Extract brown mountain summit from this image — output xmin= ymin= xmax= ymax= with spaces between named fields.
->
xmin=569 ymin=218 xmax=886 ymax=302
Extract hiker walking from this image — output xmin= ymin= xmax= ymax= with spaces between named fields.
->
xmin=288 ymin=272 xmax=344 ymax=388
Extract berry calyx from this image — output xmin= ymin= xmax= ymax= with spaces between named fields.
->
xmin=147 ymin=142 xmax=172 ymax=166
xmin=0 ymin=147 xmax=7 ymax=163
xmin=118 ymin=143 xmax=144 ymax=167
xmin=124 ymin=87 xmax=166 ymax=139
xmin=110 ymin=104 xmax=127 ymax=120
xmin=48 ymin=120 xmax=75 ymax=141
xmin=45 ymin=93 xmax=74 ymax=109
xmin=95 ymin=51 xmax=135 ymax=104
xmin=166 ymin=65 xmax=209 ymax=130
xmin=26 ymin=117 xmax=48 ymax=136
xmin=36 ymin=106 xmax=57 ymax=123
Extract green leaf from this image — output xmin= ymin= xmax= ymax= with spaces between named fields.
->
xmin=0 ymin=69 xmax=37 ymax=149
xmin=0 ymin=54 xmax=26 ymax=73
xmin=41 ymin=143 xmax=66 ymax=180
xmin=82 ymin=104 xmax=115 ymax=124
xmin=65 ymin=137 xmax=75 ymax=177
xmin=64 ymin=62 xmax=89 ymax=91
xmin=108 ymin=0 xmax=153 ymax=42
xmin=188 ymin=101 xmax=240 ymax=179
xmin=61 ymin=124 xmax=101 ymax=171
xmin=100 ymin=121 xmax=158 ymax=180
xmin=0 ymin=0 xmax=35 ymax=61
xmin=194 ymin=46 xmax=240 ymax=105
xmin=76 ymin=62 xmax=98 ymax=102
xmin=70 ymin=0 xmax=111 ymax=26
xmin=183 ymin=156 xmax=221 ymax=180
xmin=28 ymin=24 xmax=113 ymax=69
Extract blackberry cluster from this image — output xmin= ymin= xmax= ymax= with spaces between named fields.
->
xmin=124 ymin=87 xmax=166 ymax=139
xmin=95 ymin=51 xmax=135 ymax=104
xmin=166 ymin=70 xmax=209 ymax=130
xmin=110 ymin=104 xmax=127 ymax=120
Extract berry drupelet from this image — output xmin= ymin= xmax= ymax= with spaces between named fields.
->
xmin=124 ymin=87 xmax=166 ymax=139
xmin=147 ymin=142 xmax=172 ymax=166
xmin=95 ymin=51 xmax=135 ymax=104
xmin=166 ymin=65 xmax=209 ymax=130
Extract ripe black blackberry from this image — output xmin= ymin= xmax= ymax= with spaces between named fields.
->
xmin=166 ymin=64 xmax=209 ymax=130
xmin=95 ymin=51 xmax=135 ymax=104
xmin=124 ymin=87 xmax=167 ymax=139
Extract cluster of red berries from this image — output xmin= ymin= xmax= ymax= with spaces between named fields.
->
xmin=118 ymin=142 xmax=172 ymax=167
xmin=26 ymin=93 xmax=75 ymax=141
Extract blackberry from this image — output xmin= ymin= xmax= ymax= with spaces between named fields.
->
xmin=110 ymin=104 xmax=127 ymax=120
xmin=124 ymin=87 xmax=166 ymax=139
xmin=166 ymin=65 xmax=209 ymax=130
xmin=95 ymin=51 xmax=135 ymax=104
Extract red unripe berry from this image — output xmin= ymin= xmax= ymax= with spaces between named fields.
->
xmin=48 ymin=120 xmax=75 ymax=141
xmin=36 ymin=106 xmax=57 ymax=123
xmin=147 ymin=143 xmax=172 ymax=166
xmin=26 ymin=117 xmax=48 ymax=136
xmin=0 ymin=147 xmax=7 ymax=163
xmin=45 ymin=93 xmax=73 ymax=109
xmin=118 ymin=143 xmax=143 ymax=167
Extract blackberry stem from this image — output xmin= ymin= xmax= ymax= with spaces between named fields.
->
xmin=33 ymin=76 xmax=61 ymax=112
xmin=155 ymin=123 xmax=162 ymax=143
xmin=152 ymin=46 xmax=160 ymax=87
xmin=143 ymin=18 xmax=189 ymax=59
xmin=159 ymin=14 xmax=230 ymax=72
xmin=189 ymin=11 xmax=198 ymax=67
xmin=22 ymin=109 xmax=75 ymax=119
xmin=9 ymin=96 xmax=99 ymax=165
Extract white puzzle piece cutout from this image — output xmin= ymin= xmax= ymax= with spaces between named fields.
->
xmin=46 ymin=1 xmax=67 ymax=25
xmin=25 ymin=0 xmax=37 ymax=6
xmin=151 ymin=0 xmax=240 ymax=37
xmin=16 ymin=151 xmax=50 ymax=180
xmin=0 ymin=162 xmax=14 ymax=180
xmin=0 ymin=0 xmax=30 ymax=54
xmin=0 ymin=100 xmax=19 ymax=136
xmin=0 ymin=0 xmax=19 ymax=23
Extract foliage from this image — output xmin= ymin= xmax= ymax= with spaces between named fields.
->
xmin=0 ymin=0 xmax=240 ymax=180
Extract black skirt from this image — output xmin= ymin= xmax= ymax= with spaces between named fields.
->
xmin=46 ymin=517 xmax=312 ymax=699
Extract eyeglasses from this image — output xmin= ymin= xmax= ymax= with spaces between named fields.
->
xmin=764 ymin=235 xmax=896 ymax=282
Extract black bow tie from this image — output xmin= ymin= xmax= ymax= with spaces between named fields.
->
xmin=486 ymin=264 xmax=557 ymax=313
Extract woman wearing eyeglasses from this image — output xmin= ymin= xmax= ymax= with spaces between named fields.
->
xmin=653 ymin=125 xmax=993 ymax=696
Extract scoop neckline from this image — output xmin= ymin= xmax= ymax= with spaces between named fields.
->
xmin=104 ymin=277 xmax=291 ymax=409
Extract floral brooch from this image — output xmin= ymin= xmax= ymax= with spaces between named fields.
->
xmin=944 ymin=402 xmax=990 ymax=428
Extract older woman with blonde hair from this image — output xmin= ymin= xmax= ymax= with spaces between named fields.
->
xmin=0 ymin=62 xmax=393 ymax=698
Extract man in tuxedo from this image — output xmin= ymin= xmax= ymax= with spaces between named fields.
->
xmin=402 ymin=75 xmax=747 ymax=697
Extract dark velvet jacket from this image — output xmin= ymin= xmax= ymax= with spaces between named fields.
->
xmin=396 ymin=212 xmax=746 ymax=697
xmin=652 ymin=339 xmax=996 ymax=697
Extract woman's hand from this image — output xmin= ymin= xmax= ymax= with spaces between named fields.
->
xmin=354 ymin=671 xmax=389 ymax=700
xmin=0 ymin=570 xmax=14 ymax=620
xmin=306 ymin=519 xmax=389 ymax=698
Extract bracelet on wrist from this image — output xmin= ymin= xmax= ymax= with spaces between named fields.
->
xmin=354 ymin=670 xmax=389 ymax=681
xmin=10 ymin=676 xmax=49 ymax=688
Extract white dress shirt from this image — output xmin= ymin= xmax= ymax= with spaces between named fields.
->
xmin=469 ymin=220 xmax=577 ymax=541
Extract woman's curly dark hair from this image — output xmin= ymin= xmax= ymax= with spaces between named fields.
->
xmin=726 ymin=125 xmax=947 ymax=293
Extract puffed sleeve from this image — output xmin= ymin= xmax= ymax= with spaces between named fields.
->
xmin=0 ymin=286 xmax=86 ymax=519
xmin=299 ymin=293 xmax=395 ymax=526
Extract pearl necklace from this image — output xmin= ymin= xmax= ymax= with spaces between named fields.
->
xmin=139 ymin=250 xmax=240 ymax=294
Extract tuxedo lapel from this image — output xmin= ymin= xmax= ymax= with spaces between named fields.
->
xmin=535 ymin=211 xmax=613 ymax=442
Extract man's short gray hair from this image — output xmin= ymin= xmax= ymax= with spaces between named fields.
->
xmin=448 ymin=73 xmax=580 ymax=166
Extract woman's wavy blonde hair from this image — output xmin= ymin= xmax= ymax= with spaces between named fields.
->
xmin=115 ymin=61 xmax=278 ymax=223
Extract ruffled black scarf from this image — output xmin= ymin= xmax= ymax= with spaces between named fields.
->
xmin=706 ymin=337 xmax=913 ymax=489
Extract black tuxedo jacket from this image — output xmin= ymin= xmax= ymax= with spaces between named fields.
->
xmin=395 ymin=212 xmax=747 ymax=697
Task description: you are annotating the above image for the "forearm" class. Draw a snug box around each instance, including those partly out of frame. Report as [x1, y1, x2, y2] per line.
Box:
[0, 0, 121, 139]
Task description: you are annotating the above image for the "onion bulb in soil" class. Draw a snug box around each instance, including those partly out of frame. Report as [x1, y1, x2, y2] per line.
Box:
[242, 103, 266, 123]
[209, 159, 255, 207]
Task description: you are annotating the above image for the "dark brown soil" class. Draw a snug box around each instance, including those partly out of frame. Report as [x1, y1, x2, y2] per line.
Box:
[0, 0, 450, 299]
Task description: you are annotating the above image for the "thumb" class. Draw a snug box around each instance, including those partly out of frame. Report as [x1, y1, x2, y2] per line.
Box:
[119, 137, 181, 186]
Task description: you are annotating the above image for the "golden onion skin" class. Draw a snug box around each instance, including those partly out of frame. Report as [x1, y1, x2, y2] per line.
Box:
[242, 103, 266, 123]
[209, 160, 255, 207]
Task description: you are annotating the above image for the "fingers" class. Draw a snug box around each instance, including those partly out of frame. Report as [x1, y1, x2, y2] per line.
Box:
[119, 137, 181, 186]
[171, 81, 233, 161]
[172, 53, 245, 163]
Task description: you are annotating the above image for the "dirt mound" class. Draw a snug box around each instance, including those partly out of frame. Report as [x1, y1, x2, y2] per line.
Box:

> **To do**
Reproduce the portion of the listing that opens with the line containing "Extract older woman" and closes with the line containing "xmin=139 ymin=250 xmax=240 ymax=294", substituting "gathered sleeve" for "puffed sleeve" and leaving everything else unchanged. Output only those lines.

> **Task answer**
Extract older woman with blonde hair from this image — output xmin= ymin= xmax= ymax= with spaces between named fields.
->
xmin=0 ymin=62 xmax=393 ymax=698
Extract man in tuxedo from this image — output xmin= ymin= xmax= ymax= with spaces between named fields.
->
xmin=402 ymin=75 xmax=747 ymax=697
Extract dark velvet jacket from this image — output xmin= ymin= xmax= ymax= with spaces between named fields.
->
xmin=396 ymin=212 xmax=746 ymax=697
xmin=652 ymin=339 xmax=996 ymax=697
Extract woman's hand from this image — output xmin= ymin= xmax= ymax= with spaces between named fields.
->
xmin=354 ymin=671 xmax=389 ymax=700
xmin=0 ymin=570 xmax=14 ymax=620
xmin=306 ymin=519 xmax=389 ymax=698
Extract bracelet on wrist from this image — output xmin= ymin= xmax= ymax= with spaces between named fields.
->
xmin=354 ymin=670 xmax=389 ymax=681
xmin=10 ymin=676 xmax=49 ymax=688
Extract white dress shirt from this image — output xmin= ymin= xmax= ymax= with spaces between named fields.
->
xmin=469 ymin=220 xmax=577 ymax=541
Extract woman's curly dark hair from this image — output xmin= ymin= xmax= ymax= with spaces between named fields.
->
xmin=726 ymin=125 xmax=947 ymax=293
Extract gathered sleeve from this image — output xmin= ymin= xmax= ymax= with spaces between named fields.
->
xmin=0 ymin=286 xmax=86 ymax=519
xmin=299 ymin=293 xmax=395 ymax=526
Extract pearl necklace from this image — output xmin= ymin= xmax= ymax= with spaces between named fields.
->
xmin=139 ymin=250 xmax=240 ymax=294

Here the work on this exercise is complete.